Print every entry again, precisely as written.

## Data in this exercise
....

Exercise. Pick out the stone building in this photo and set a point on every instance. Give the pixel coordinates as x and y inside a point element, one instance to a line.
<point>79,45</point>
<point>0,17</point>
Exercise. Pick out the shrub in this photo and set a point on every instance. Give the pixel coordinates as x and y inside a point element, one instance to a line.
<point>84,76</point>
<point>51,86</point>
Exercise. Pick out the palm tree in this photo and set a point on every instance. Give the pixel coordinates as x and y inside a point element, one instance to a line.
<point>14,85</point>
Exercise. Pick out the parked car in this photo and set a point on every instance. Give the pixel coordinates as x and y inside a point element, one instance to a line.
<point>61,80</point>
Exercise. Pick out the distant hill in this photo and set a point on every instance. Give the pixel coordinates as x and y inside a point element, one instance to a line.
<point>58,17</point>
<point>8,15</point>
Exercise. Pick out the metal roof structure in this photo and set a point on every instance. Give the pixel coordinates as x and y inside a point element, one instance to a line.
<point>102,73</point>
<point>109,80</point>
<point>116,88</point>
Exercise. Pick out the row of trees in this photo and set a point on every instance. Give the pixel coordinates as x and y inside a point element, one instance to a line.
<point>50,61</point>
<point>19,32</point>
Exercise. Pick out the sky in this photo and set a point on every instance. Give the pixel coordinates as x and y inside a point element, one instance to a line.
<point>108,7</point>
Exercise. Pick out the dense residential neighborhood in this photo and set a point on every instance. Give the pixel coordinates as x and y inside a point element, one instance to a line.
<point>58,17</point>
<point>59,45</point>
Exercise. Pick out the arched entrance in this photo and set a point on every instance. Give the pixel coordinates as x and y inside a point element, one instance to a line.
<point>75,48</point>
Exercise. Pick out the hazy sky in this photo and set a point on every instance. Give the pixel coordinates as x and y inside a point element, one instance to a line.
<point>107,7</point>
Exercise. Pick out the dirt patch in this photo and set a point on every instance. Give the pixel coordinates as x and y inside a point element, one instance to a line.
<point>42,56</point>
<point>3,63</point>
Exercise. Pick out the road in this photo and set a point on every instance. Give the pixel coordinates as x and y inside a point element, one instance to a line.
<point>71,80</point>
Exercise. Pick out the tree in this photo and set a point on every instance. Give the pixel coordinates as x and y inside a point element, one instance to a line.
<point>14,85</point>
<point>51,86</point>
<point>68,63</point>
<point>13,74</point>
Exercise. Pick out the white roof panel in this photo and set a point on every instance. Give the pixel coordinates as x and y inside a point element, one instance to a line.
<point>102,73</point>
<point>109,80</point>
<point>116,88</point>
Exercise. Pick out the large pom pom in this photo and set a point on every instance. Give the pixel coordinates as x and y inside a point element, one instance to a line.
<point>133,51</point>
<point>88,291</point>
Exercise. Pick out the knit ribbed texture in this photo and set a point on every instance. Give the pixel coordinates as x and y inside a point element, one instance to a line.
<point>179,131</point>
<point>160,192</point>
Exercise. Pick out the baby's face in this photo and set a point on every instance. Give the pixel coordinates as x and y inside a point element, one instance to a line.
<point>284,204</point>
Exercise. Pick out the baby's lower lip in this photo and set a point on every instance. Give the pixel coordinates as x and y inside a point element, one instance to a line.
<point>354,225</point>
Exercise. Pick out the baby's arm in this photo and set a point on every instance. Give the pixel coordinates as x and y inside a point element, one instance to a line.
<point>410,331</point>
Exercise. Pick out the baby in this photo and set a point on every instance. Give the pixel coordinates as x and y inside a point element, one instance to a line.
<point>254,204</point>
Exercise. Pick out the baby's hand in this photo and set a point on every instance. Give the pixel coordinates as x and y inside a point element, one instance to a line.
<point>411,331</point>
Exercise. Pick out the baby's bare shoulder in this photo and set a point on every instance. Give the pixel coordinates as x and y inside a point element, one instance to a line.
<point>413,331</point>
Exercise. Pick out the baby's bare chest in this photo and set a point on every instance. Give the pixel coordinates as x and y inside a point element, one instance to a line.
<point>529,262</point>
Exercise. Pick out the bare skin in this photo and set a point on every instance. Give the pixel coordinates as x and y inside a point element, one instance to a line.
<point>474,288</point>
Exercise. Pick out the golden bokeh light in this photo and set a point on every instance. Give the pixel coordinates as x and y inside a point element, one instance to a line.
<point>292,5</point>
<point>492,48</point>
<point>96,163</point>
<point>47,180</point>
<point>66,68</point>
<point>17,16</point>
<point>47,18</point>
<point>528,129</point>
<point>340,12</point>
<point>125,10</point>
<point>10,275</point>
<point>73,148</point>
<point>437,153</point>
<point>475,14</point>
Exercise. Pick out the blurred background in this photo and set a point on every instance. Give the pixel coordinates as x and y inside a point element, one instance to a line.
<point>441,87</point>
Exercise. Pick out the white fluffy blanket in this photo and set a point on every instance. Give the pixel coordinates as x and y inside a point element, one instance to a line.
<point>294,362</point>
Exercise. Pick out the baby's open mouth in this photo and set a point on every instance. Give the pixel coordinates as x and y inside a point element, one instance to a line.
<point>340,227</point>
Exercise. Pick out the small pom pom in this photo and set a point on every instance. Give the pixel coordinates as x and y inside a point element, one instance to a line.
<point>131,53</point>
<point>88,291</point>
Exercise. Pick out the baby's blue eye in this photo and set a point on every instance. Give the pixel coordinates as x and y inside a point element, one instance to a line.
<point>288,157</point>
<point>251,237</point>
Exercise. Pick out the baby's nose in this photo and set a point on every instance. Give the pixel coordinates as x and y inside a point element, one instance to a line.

....

## Task result
Exercise. Pick out the stone building in this photo and set a point on every instance. Give the pixel coordinates as x and y inside a point element, one instance to a line.
<point>79,45</point>
<point>0,17</point>
Exercise. Pick out the shrub in this photo and set a point on every instance. Give the pixel coordinates as x and y inside a point element, one instance to a line.
<point>84,76</point>
<point>51,86</point>
Exercise. Pick out the palm tree in this photo and set a point on every instance. Give the pixel coordinates as x and y inside a point element, one instance to a line.
<point>14,85</point>
Exercise. Pick out the parked car in this photo and set a point on every instance. Give the pixel coordinates as x and y inside a point element, one instance to a line.
<point>61,80</point>
Exercise. Pick out the distant hill in this photo and set a point on every instance. Give the pixel coordinates as x and y inside a point element, one instance to a line.
<point>58,17</point>
<point>8,15</point>
Exercise. Pick out the metal roof structure in this photo and set a point on every instance. Give the pixel coordinates as x and y inside a point element, one instance to a line.
<point>102,73</point>
<point>109,80</point>
<point>116,88</point>
Exercise. Pick out the row of trees in this photo and set a point on every instance. Give the pixel coordinates as x and y inside a point element, one instance to a line.
<point>50,61</point>
<point>19,32</point>
Exercise. Pick out the sky in this photo and set a point on every instance. Give the pixel coordinates as x and y inside a point element, one instance to a line.
<point>108,7</point>
Exercise. Pick out the dense residential neighborhood in this photo and set a point on every instance. Give the pixel coordinates as x and y inside a point element, one instance to a line.
<point>58,17</point>
<point>59,45</point>
Exercise. Pick out the arched entrance in this photo and set a point on every instance. Give the pixel coordinates as x and y inside a point element, one instance to a line.
<point>75,48</point>
Exercise. Pick out the hazy sky in this photo and set a point on every instance. Give the pixel coordinates as x and y inside a point element, one instance to a line.
<point>107,7</point>
Exercise. Pick out the dirt patch in this photo and set a point on every instance. Give the pixel coordinates as x and y inside a point element, one instance to a line.
<point>42,56</point>
<point>3,63</point>
Exercise. Pick out the road in this photo and set a point on every instance. Give the pixel coordinates as x and y inside a point element, one instance to a line.
<point>71,80</point>
Exercise. Pick out the tree in this photo and set a point on every instance. Give the pixel coordinates as x and y inside a point element, one instance to a line.
<point>14,85</point>
<point>51,86</point>
<point>68,63</point>
<point>13,74</point>
Exercise. Pick out the white roof panel in this photo and set a point on every instance. Give the pixel coordinates as x and y inside a point element, one instance to a line.
<point>102,73</point>
<point>109,80</point>
<point>116,88</point>
Exercise. Pick out the large pom pom in this photo and set a point on every instance. Give the pixel coordinates as x and y inside a point element, one instance to a line.
<point>133,51</point>
<point>88,291</point>
Exercise. Pick out the knit ribbed texture in this photo and set a point on every instance. Give the pixel coordinates as x and y inside a point element, one instance to a line.
<point>179,131</point>
<point>160,192</point>
Exercise. Pick out the baby's face in this photo and set a point on every instance. Give the pixel coordinates as x and y inside a point element, one instance to a line.
<point>284,204</point>
Exercise. Pick out the baby's lower lip in this photo and set a point on every instance. Give the pixel coordinates as x and y inside a point element, one instance to a line.
<point>354,225</point>
Exercise. Pick out the baby's arm in this photo and set a point on every instance. Give the pixel coordinates as x and y inside a point element, one instance to a line.
<point>410,331</point>
Exercise. Pick out the baby in this photo and set a point on every instance. Give the pixel coordinates as x and y inside a point element, one instance to a line.
<point>254,204</point>
Exercise. Pick out the baby's hand in this photo and set a point on every instance. Give the pixel coordinates as x and y inside a point element, one instance to a line.
<point>411,331</point>
Exercise. Pick out the baby's bare shoulder in this photo and set a point on every instance. Give the pixel coordinates as x and y inside a point element, one instance to a line.
<point>413,331</point>
Exercise. Pick out the baby's bare chest in this photo and set a point on every instance. Give the pixel coordinates as x and y inside a point element, one instance to a line.
<point>529,262</point>
Exercise. Pick out the bare skin in this photo and set a point on every instance. Give the pixel coordinates as x and y inside a point element, one instance to a line.
<point>474,288</point>
Exercise. Pick out the golden bokeh light in this photo and set a point on every instance. Give the pixel coordinates as x and y inside a point element, one instance to a line.
<point>292,5</point>
<point>492,48</point>
<point>96,163</point>
<point>47,180</point>
<point>66,68</point>
<point>17,16</point>
<point>47,18</point>
<point>528,129</point>
<point>340,12</point>
<point>125,10</point>
<point>10,275</point>
<point>73,148</point>
<point>437,153</point>
<point>475,14</point>
Exercise. Pick out the blurred background in this photo and set a point on every instance. Give the pixel coordinates as x and y inside a point element, one instance to a line.
<point>441,87</point>
Exercise. Pick out the white fluffy blanket in this photo and set a point on every instance. Give the pixel coordinates as x and y inside a point element, one instance to a line.
<point>294,362</point>
Exercise. Pick out the baby's open mouth in this photo and set a point on every instance. Give the pixel coordinates as x and y inside a point element, one instance to a line.
<point>340,227</point>
Exercise. Pick out the small pom pom in this photo and set a point on every instance. Give the pixel coordinates as x and y inside a point element, one instance to a line.
<point>131,53</point>
<point>88,291</point>
Exercise. Pick out the baby's blue eye in this photo and set a point on every instance. Give the pixel coordinates as x and y inside a point element, one instance to a line.
<point>288,157</point>
<point>251,237</point>
Exercise. Pick out the baby's nose in this photo and set a point on every instance. Give the pixel coordinates as x and y inside a point element, one instance to a line.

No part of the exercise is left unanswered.